**Brief**
All of the data below is to be returned unaltered.

**Source material**
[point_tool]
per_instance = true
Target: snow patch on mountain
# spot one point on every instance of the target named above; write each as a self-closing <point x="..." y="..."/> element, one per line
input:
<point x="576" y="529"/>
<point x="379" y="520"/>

**The completed task**
[point_tool]
per_instance = true
Target: snow patch on mountain
# spot one point on every instance of the target named above; write each as a self-closing <point x="..." y="..."/> element, one per line
input:
<point x="576" y="529"/>
<point x="379" y="520"/>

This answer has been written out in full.